• _HOW TO COMPLETE THIS TASK_: Reproduce the passage on Duke seniors looking for their first jobs word for word, from "Meanwhile, others are" up to and including "inquire about openings.".

• _EXTRACT_:

A sea of business suits, high heels and ties floods Page Auditorium. Nervous seniors tap their pencils and feet in an unconscious response to anxiety. Corporate recruiters have arrived on campus, and students must now wait their turn to be interviewed.
Meanwhile, others are searching the World Wide Web for job opportunities, posting their resumés online and calling companies to inquire about openings.
Although the job-hunting methods vary, the importance of landing that first job does not. For many Duke students, this sometimes agonizing process is the first big step toward the rest of their adult lives.
"I don't think the actual job is as important as the life experience of beginning to work," said Trinity senior David Feinberg. He has had more than six on-campus interviews and plans to work in financial services or consulting before moving on to business school.
While some seniors choose the business route for their first jobs, others opt for more unconventional occupations. Trinity senior Sara Jewett, also an organizer of Students Against Sweatshops, plans either to work hands-on with young people or to apply for a Hart Fellowship to do documentary work with youth programs in developing countries.

• _DATA SUPPLIED_:

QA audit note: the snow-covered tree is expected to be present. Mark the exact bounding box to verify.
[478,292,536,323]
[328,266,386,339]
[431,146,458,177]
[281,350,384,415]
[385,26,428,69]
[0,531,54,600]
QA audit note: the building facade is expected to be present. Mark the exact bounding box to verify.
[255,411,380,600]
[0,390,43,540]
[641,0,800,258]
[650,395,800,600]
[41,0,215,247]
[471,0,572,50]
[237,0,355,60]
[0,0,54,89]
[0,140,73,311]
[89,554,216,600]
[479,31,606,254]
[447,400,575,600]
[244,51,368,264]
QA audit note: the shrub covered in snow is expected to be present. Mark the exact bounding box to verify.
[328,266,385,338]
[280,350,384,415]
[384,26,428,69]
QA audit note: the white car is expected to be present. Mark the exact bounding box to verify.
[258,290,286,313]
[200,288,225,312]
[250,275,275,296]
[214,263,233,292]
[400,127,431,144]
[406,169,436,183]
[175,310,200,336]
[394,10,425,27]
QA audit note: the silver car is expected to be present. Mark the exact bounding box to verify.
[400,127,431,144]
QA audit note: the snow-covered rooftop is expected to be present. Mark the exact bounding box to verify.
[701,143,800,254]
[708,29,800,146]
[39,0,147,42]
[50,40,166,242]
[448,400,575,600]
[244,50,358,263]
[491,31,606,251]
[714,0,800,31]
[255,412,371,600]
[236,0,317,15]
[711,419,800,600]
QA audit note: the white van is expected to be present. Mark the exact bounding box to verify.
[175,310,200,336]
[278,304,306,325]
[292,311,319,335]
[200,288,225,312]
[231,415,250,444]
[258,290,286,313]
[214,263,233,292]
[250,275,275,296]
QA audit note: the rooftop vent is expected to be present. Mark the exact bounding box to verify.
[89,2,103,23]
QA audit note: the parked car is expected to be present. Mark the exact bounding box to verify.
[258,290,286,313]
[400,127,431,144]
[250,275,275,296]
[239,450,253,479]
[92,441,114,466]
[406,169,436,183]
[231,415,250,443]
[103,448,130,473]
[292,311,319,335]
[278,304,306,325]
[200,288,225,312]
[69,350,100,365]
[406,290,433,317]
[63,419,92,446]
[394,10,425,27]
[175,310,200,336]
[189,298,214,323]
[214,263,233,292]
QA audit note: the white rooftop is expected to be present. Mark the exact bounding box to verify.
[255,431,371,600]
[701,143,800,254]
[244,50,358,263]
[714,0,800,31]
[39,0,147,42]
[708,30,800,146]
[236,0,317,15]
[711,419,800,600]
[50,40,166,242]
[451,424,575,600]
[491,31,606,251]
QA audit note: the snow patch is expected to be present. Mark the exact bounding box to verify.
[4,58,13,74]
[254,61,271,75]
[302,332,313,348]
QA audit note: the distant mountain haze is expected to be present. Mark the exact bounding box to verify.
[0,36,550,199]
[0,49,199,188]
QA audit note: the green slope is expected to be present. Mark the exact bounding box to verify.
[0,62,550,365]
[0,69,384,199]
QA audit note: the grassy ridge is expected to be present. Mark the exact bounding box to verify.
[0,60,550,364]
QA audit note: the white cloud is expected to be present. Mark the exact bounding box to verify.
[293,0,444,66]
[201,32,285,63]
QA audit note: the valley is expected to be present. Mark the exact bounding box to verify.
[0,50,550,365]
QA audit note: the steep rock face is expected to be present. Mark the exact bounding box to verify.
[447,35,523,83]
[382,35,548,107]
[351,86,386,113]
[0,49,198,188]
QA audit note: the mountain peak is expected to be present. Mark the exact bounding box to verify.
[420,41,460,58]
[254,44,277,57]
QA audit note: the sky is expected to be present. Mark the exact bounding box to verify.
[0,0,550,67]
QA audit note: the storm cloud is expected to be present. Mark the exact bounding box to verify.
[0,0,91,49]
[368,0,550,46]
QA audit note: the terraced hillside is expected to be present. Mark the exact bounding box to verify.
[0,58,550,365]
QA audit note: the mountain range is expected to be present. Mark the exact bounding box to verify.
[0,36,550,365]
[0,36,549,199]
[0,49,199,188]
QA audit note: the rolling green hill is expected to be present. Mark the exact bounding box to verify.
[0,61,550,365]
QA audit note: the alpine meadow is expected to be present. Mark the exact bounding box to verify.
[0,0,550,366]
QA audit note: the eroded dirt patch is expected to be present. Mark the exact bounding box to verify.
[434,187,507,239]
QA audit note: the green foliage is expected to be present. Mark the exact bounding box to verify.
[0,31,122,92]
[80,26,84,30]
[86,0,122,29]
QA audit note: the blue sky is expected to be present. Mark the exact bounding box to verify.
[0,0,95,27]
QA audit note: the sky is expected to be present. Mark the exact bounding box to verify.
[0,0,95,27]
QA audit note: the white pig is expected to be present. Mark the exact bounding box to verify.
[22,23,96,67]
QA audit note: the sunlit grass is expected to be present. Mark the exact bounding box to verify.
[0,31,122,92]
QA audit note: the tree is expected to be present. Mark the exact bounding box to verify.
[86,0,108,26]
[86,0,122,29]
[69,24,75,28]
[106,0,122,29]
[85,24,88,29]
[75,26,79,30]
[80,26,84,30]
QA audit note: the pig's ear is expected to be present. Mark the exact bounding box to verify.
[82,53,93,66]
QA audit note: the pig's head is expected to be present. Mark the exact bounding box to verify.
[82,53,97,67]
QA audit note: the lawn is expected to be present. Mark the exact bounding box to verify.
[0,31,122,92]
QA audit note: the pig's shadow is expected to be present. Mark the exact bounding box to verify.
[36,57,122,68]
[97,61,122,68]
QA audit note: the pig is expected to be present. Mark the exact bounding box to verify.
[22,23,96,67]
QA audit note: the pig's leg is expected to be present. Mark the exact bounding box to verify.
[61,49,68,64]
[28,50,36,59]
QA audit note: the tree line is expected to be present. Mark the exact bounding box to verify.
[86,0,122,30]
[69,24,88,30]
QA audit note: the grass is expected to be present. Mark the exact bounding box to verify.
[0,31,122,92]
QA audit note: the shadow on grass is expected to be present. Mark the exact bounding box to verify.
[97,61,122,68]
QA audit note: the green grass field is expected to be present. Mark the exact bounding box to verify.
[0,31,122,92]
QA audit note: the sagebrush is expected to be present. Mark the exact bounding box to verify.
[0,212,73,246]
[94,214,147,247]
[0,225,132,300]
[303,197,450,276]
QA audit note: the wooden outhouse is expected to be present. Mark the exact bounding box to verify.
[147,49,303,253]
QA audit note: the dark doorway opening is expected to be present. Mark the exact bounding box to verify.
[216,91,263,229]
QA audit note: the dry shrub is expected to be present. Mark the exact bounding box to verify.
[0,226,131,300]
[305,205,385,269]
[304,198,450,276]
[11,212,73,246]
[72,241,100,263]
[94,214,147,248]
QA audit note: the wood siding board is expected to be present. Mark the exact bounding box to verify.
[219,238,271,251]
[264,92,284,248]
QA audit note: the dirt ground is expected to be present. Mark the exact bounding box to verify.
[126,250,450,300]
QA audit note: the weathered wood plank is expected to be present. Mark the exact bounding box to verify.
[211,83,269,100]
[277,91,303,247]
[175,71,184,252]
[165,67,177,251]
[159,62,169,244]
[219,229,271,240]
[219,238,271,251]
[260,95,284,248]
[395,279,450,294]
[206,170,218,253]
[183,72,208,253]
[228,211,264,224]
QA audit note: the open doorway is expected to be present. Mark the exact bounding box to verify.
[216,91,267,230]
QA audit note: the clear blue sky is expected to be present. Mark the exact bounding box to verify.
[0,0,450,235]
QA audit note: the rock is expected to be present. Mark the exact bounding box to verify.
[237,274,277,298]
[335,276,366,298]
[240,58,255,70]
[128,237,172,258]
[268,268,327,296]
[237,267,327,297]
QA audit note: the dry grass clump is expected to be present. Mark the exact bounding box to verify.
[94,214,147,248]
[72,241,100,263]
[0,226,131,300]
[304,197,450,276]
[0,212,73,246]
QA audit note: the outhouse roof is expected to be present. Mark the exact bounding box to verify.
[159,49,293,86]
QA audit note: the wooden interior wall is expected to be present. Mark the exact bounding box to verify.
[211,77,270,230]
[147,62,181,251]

• _ANSWER BOX_:
Meanwhile, others are searching the World Wide Web for job opportunities, posting their resumés online and calling companies to inquire about openings.